_EXERCISE PROMPT_: Copy every line of the material below word for word, without changing anything.

_MATERIAL_:

----

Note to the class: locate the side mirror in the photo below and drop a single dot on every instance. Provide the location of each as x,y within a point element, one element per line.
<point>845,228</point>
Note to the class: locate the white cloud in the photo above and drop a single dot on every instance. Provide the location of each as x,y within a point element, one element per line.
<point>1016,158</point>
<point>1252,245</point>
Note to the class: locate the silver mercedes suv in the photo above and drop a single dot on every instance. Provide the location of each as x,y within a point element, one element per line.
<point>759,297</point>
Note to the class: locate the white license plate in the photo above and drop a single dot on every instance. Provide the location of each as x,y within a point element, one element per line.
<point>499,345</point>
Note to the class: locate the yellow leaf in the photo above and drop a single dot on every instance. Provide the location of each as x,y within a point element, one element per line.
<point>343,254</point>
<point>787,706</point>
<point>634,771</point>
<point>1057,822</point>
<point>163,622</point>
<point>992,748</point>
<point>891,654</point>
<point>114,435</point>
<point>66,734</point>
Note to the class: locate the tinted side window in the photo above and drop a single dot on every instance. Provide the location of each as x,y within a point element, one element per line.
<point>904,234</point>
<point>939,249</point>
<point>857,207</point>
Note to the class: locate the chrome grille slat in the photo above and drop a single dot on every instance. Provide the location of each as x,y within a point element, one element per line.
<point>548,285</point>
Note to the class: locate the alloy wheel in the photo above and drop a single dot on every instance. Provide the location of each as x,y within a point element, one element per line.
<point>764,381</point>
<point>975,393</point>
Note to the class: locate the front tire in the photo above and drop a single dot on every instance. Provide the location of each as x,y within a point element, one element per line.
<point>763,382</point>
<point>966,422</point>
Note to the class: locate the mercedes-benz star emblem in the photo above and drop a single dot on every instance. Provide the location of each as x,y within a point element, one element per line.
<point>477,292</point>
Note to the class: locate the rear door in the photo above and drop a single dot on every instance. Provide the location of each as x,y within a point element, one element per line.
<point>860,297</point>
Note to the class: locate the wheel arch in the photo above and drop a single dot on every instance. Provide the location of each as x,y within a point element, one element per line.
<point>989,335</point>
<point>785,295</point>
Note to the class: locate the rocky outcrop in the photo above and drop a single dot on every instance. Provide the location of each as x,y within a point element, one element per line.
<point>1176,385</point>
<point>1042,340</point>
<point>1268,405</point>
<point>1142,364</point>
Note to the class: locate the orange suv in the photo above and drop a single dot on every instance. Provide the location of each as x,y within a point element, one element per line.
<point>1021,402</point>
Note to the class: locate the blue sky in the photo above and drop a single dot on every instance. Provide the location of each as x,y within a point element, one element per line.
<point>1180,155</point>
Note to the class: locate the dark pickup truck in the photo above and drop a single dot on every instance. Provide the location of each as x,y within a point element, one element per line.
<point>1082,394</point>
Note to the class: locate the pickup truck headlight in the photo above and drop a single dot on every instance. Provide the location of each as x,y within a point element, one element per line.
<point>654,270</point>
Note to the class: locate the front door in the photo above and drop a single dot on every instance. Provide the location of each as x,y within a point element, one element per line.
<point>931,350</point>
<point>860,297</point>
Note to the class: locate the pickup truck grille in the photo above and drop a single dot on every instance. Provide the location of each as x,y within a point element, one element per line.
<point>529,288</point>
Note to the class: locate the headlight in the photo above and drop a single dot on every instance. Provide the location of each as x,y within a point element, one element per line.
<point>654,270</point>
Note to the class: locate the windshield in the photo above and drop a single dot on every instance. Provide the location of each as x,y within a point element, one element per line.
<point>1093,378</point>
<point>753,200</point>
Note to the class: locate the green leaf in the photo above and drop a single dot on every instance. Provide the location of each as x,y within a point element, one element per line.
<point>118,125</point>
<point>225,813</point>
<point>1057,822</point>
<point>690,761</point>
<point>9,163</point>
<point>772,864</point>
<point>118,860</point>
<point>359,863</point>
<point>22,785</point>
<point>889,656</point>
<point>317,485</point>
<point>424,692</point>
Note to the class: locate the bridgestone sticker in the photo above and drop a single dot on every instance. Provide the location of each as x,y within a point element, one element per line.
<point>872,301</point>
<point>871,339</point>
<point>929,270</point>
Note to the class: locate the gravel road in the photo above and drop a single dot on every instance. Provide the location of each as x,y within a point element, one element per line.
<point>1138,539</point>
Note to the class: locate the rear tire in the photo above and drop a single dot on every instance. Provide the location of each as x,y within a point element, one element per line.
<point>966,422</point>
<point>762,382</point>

----

_EXERCISE RESPONSE_:
Note to the class: locate the side mirror in the photo below and drop a single dot on every instance. Provide the location of each as x,y within a point element, one element per line.
<point>845,228</point>
Note to the class: locate the white cloud in the photo above and drop a single dot on every instance. Provide the location of each as x,y within a point element, one element per line.
<point>1016,158</point>
<point>1252,245</point>
Note to the class: locate the silver mercedes suv in the photo above and drop a single dot on every instance. Provide the location of each as x,y within a point element, one element per line.
<point>759,297</point>
Note to the class: locate the white license plate in the photo above and drop a single dot on every instance. Provide the location of each as x,y within a point element, one element per line.
<point>499,345</point>
Note to the class: locate the yellow leaf in the photo above and drop a single dot on every instance. Provide the location of each as x,y within a point element, one element per line.
<point>343,254</point>
<point>787,706</point>
<point>634,771</point>
<point>1057,822</point>
<point>163,622</point>
<point>992,748</point>
<point>891,654</point>
<point>114,435</point>
<point>66,734</point>
Note to the class: locate the tinted side window in the photo above and drop a single dot on every instance. Provide the location of each as x,y within a point element, one element per line.
<point>904,234</point>
<point>939,249</point>
<point>857,207</point>
Note to the class: locate the chrome grille slat in the photo above and drop a single dot on every instance. Provide the location of each as x,y within a point element, one element per line.
<point>548,285</point>
Note to the class: locate the alloy wheel in the photo above and drop a single dot on every instance. Provide the location of each as x,y within a point element, one element per line.
<point>764,381</point>
<point>975,393</point>
Note to the class: locate the front tire in the photo above and drop a single dot on every instance. Provide the location of each as x,y within a point element, one element per line.
<point>763,382</point>
<point>966,422</point>
Note to the class: locate the mercedes-benz star emblem in the photo above and drop a single dot on every instance. Provide the location of each as x,y within a point element, one element per line.
<point>477,292</point>
Note to the class: locate the rear door in the photo above and drop a single dot on every instance. Provide the location of each as x,y within a point element, one element per line.
<point>860,297</point>
Note to the class: locate the wheel arch in the photo above and drop a single dot on every instance. Provide the location of each as x,y within a point element, one element per line.
<point>989,335</point>
<point>785,295</point>
Note to the class: locate the rocky outcrop in the photo above and drop a single dot on every instance. Provide the location of each as x,y within a point element, one element per line.
<point>1176,385</point>
<point>1042,340</point>
<point>1268,405</point>
<point>1142,364</point>
Note to the class: locate the orange suv in the photo above and drop a single dot on every instance. Provide the location of each as x,y within a point element, one element per line.
<point>1021,402</point>
Note to the class: locate the blue sky in the photo above and drop a single dot on every instance. Provide the location of each as x,y within a point element, one element per line.
<point>1180,155</point>
Note to the class: locate the dark pickup truck in the photo above and drop a single dot on every instance. Provide the location of each as x,y within a point element, one element per line.
<point>1082,394</point>
Note to the class: locate the pickup truck headlight in the photo above and drop a single dot on every instance. Provide the location of each as x,y within a point element, one element per line.
<point>654,270</point>
Note to the class: locate the front door in the photo above and drop a single dot on every instance. Provide the location of each as x,y within a point element, one element per line.
<point>931,350</point>
<point>860,297</point>
Note to the class: locate the pickup truck grille in the photo above and drop a single dot on every instance. Provide the location of each as x,y within a point element, one element per line.
<point>529,288</point>
Note to the class: locate the headlight in the photo above and drop a single dot on every instance. Provide the location of each as x,y within a point element, one element per line.
<point>654,270</point>
Note to the class: locate the windshield in the photo above and drop a single dot on every instance. Provide the location of each as x,y within a point element, one element per line.
<point>1093,378</point>
<point>753,200</point>
Note to the class: locate the green leaf in the photo above and drop a single dot on every instance. Provide the location of each as x,y within a point element, one element per line.
<point>118,125</point>
<point>225,813</point>
<point>1057,822</point>
<point>690,761</point>
<point>9,163</point>
<point>772,864</point>
<point>118,860</point>
<point>359,863</point>
<point>22,785</point>
<point>889,656</point>
<point>317,485</point>
<point>424,692</point>
Note to the class: locate the bridgestone sticker in the photo above and drop a single dot on every instance. Provide the location of each as x,y within a point element, one element per line.
<point>872,301</point>
<point>871,339</point>
<point>929,270</point>
Note to the class: locate the gravel road in the photo above and drop a single dot on every instance. Provide the location of each as x,y within a point element, one element per line.
<point>1138,539</point>
Note to the class: locate the rear tire in the photo above and drop a single dot on every instance. Provide the location of each as x,y within a point element, one element per line.
<point>966,422</point>
<point>762,382</point>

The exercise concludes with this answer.